■ **課題の要件**: 以下の項目の各行を、一字一句変えずにすべてそのまま繰り返してください。

--- 提供項目 ---

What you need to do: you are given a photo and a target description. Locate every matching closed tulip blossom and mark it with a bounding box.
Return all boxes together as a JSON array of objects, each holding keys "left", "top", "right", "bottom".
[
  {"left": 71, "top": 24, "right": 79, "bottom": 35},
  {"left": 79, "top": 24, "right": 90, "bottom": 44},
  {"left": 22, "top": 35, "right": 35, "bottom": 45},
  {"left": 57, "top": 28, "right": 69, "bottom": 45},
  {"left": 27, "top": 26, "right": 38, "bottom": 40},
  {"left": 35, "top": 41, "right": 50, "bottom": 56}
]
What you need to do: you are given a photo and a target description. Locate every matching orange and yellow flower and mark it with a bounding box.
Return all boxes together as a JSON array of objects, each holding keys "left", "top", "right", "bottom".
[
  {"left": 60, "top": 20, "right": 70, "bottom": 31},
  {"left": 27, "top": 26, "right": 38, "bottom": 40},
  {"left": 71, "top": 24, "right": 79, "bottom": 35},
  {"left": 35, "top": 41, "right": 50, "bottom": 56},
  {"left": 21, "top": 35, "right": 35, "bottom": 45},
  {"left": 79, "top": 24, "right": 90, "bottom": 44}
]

---

■ **課題への回答**:
What you need to do: you are given a photo and a target description. Locate every matching closed tulip blossom and mark it with a bounding box.
Return all boxes together as a JSON array of objects, each holding keys "left", "top", "right", "bottom".
[
  {"left": 71, "top": 24, "right": 79, "bottom": 35},
  {"left": 79, "top": 24, "right": 90, "bottom": 44},
  {"left": 22, "top": 35, "right": 35, "bottom": 45},
  {"left": 57, "top": 28, "right": 69, "bottom": 45},
  {"left": 27, "top": 26, "right": 38, "bottom": 40},
  {"left": 35, "top": 41, "right": 50, "bottom": 56}
]
What you need to do: you are given a photo and a target description. Locate every matching orange and yellow flower and mark it with a bounding box.
Return all boxes together as a JSON array of objects, each holding keys "left", "top", "right", "bottom".
[
  {"left": 60, "top": 20, "right": 70, "bottom": 31},
  {"left": 27, "top": 26, "right": 38, "bottom": 40},
  {"left": 71, "top": 24, "right": 79, "bottom": 35},
  {"left": 35, "top": 41, "right": 50, "bottom": 56},
  {"left": 21, "top": 35, "right": 35, "bottom": 45},
  {"left": 79, "top": 24, "right": 90, "bottom": 44}
]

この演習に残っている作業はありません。